◆ **Source passage**:
== Segment start ==

Oct 10, 2009

Fragment: some out of context thoughts on the Primark padded bra thing and young girls' sexuality/sexualisation

 

I wrote this ages ago as part of a wider rumination on how we panic about the sexualisation of young girls because it might lead them to have sex, and possibly even enjoy it; but we pretend that what we're worried about is pedophiles and sexual predators, because we're so uncomfortable with female sexuality, at any age, that we just assume any expression of it spells disaster. The feminist angle of sexualising and objectifying people, again of any age, never gets a look-in: the underlying assumption is that all female sex is bad and dangerous, so the potential damage to young girld through being sexualised is that they may be introduced into that evil state earlier than is strictly necessary.

Young girls are not binary, digital little femibots. Empowered to listen to their
own feelings and with their agency acknowledged by society, they are able to react differently in different situations, in accordance with their own wishes and depending on the circumstances. Almost like they were, you know, actual people or something.

In other words, if girls are encouraged to explore and acknowledge their real (not performative) sexuality at a young age, rather than being exhorted to suppress it entirely, it does not follow that they will become sexually available to predators, or more vulnerable to abuse. Quite the opposite, in fact.

If girls are taught what pleasure feels like (which we are not, not even as women - there isn't even medical agreement on what an orgasm is, the G Spot veers widely from non existent to all important every few years, and the British Film Council still thinks that female ejaculation is urination), they will be more likely to know what dis-pleasure is when they feel it. If they are allowed to say "yes" when they want to, they will know when the time is to say "no".

== Segment end ==

◆ **Activity**:
Write the next part of the blog fragment about the Primark padded bra and young girls' sexuality, starting after its final sentence.

◆ **Collected material**:
== Segment start ==

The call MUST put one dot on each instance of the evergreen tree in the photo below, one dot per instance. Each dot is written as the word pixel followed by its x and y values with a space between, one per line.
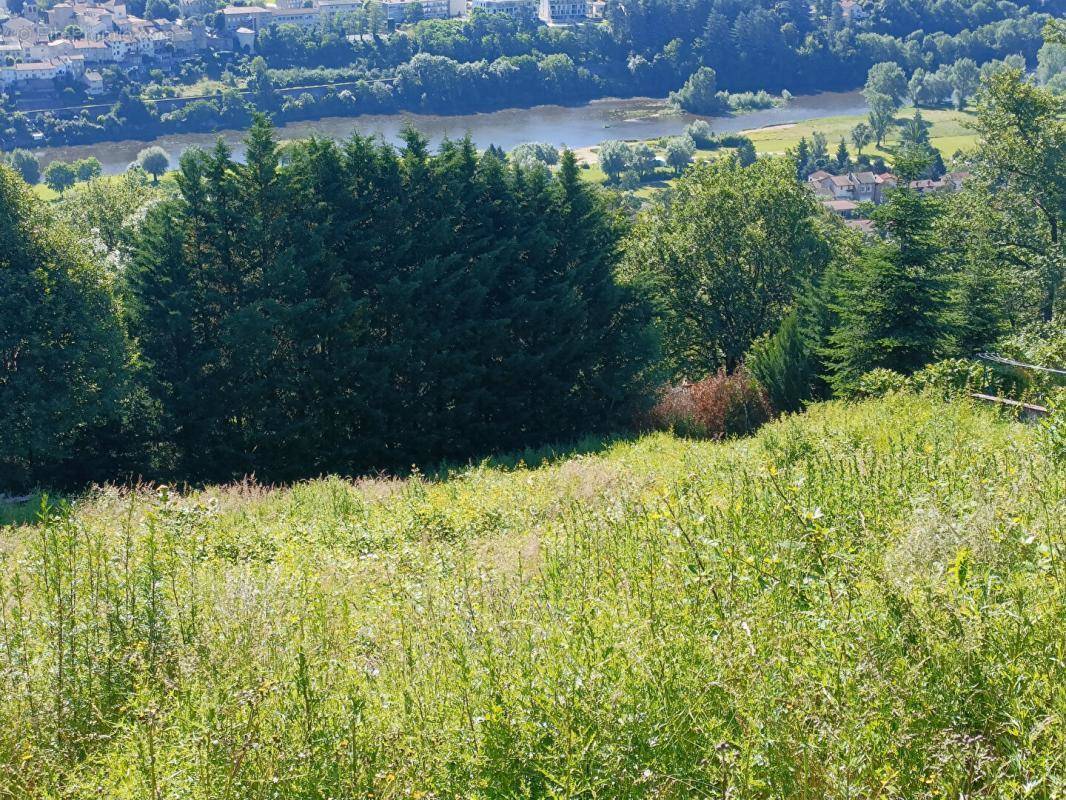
pixel 66 398
pixel 842 161
pixel 891 302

== Segment end ==

◆ **Written answer**:
At the moment we teach girls that their job is essentially to say "no" until somebody bullies them into changing their minds. We teach them that sex is rape. Not feminists, who never actually made any such claims, but the worthy family focus conservative types who teach them about abstinence and chastity. And when you teach someone that any expression of their sexuality is damaging to their better self, be it with their first love or their creepy middle aged neighbour, how are they to tell the difference between what they experience with one versus the other?

Of course girls can tell the difference, because we're not as stupid as the patriarchy would like; we know perfectly well that kissing the school stud is wonderful while being rubbed up against on a crowded bus is horrible. But we bury both our desires and our misgivings under layers of shame and self-blame. Far from offering any protection, that toxic mixture just means that we sublimate and absorb the abuse that we are left vulnerable to, turning the damage inward.

1 comment:

  1. I hate the padded bra thing and the slogans on clothes thing because it pushes the objectification thing (god I'm articulate today) when kids are supposed to be still figuring things out, and I think the performance thing is basically unhealthy.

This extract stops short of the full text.